- **EXERCISE**: In the page on guided learning of nonconvex models, what drives training in the successive functional gradient optimization framework?

___ DOCUMENT EXTRACT ___

Guided Learning of Nonconvex Models through Successive Functional Gradient Optimization

Authors: Rie Johnson, Tong Zhang

ICML 2020 | Conference PDF | Archive PDF | Plain Text | LLM Run Details

Reproducibility Variable Result LLM Response
Research Type Experimental This paper presents a framework of successive functional gradient optimization for training nonconvex models such as neural networks, where training is driven by mirror descent in a function space. We provide a theoretical analysis and empirical study of the training method derived from this framework.
Researcher Affiliation Collaboration 1RJ Research Consulting, Tarrytown, New York, USA 2Hong Kong University of Science and Technology, Hong Kong.
Pseudocode Yes Algorithm 1 GULF in the most general form. Algorithm 2 GULF1 (h(u) = 1/2 u^2). Algorithm 3 GULF2 (h(p) = Ly(p)). Algorithm 4 base-loop (simplified SGDR).
Open Source Code No The paper does not contain an explicit statement or link indicating that the source code for the described methodology is publicly available.
Open Datasets Yes Table 1. Data. For each dataset, we randomly split the official training set into a training set and a development set to use the development set for meta-parameter tuning. For Image Net, following custom, we used the official validation set as our test set.
Dataset Splits Yes Table 1. Data. For each dataset, we randomly split the official training set into a training set and a development set to use the development set for meta-parameter tuning.

___ DATA SECTION ___

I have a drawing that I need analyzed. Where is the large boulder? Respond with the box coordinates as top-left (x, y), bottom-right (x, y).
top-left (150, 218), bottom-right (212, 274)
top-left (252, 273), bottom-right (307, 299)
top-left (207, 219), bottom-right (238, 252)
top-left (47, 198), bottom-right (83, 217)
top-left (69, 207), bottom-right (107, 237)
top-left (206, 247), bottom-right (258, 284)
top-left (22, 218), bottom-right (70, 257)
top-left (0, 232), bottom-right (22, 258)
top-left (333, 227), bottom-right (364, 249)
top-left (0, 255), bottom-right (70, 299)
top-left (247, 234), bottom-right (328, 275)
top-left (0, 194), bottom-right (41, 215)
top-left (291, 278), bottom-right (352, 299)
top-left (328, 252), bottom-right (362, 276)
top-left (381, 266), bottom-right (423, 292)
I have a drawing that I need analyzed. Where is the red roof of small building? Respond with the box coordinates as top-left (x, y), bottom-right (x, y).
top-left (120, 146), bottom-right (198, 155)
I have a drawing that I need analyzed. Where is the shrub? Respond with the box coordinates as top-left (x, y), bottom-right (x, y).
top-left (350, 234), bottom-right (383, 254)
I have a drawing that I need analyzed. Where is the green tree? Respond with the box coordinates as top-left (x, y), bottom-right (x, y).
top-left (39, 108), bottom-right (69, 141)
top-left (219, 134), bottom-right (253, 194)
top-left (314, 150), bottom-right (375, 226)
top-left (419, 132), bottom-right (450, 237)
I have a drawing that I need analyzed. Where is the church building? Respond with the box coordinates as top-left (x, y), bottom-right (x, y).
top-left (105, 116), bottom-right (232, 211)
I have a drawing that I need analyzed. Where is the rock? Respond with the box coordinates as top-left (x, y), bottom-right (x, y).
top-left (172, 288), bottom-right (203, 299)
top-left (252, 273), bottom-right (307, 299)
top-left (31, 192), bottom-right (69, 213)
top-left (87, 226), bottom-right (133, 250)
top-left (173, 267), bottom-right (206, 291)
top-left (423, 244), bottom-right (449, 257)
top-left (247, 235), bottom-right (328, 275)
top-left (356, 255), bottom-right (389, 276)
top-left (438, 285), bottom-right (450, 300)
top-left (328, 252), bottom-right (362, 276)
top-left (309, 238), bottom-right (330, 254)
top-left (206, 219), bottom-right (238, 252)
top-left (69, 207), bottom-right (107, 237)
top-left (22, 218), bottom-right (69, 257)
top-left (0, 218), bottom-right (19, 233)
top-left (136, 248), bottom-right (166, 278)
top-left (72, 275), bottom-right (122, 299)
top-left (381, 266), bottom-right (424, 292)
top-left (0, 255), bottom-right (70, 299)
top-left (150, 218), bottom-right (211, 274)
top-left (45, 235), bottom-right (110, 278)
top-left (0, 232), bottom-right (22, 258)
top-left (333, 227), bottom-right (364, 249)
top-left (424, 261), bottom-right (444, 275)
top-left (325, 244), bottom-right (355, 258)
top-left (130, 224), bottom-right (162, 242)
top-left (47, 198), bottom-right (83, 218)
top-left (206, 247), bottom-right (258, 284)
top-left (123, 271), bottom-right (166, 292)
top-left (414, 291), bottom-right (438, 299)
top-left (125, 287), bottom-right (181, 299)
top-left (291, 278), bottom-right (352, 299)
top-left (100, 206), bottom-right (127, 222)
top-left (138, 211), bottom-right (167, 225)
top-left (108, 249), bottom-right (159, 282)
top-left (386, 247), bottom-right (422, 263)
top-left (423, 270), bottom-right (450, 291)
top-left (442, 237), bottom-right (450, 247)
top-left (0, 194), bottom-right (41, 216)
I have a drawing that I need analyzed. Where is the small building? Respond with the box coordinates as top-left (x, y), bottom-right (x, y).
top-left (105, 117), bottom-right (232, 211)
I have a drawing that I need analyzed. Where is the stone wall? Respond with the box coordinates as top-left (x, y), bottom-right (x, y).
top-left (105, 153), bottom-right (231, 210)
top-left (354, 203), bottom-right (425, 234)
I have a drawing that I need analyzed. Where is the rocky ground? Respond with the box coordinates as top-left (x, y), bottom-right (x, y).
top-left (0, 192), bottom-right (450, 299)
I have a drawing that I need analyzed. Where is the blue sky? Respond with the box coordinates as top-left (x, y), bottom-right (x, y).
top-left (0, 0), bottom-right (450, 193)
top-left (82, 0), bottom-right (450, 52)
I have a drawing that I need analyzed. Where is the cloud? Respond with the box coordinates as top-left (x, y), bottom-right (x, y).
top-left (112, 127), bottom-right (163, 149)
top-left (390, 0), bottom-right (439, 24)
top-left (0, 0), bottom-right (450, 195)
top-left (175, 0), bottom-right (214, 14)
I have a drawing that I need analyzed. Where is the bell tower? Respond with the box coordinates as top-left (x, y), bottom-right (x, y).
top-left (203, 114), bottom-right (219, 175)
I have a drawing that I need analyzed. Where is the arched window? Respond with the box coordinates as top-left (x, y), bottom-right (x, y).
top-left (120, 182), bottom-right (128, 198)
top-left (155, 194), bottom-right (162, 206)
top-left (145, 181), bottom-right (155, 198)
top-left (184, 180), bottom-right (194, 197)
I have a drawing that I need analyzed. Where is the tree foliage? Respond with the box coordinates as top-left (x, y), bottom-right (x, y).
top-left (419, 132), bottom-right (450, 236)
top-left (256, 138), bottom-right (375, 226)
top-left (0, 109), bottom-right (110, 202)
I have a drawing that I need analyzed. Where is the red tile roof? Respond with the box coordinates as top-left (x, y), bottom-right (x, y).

___

- **RESULT**: Mirror descent in a function space drives the training.